— BEGIN —

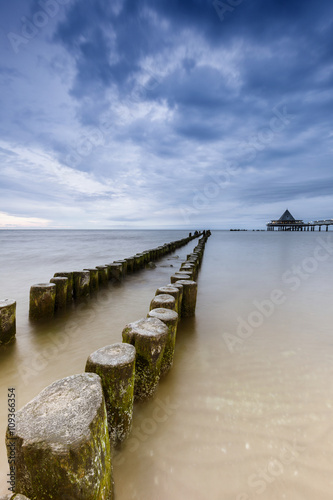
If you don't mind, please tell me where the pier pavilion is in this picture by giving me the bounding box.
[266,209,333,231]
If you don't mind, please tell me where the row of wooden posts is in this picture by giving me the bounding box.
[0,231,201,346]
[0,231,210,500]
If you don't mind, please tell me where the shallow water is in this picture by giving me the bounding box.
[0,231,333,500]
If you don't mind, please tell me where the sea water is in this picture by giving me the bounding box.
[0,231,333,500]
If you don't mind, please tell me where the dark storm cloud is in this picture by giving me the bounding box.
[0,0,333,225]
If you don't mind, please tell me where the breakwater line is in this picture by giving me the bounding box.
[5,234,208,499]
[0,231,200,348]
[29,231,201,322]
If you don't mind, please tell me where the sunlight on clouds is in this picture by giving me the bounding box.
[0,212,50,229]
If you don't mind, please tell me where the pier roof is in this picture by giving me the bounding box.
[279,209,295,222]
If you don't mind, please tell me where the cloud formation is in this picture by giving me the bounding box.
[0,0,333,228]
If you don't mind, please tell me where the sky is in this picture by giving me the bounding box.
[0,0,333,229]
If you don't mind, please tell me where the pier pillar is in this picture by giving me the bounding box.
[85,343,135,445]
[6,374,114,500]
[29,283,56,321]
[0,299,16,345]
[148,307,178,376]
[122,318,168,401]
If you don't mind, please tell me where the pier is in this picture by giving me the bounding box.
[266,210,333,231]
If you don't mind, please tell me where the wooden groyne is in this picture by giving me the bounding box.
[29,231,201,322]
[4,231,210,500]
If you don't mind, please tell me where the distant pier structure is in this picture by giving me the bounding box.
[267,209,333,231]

— END —

OBJECTIVE: Reproduce all the items above with "in this picture" changed to "in this image" everywhere it occurs, keeping everything else the same. Omit the pictures from your answer.

COMPLETE RESPONSE:
If you don't mind, please tell me where the pier pavilion is in this image by giving me the bounding box.
[266,209,333,231]
If you don't mind, please tell me where the row of wooden posts is in this image by giving me the bounding box.
[0,231,201,346]
[0,231,210,500]
If you don't mind, please tell me where the shallow water is in this image by giving me the bounding box.
[0,231,333,500]
If you don't mind, please tell me where the sea water is in this image by giving me the bounding box.
[0,231,333,500]
If you don't mind, please tell me where the dark storm cloud is in this image by giving me the bounding box.
[0,0,333,225]
If you don't mind, please tell me where the breakwater line is in this image by giving me the bounding box.
[5,234,208,499]
[0,231,200,348]
[29,231,201,322]
If you don't mind, please tell me where the sunlight on clouds is in this image by giving me the bounding box.
[0,212,50,229]
If you don't mind, please tell me where the pier roof is in this image by giving me the bounding box.
[279,209,295,222]
If you don't mind, please tell me where the cloud formation is in this image by giving me the bounding box.
[0,0,333,228]
If you don't mind, please tell me where the sky is in this image by giving me the bounding box.
[0,0,333,229]
If you don't mind, please tell me where the pier pillar is in this image by giving me the bounding box.
[85,343,135,445]
[6,374,114,500]
[29,283,56,321]
[0,299,16,345]
[148,307,178,376]
[122,318,168,401]
If you don't mind, please tell me where the pier is in this image by giving me the bounding box.
[266,210,333,231]
If you don't mind, please tell me where the wooden groyne is in this image by giving me the bounding box.
[29,231,201,322]
[4,231,210,500]
If you don't mind, please tell me where the distant pier structure is in this image by giving me the bounding box.
[267,209,333,231]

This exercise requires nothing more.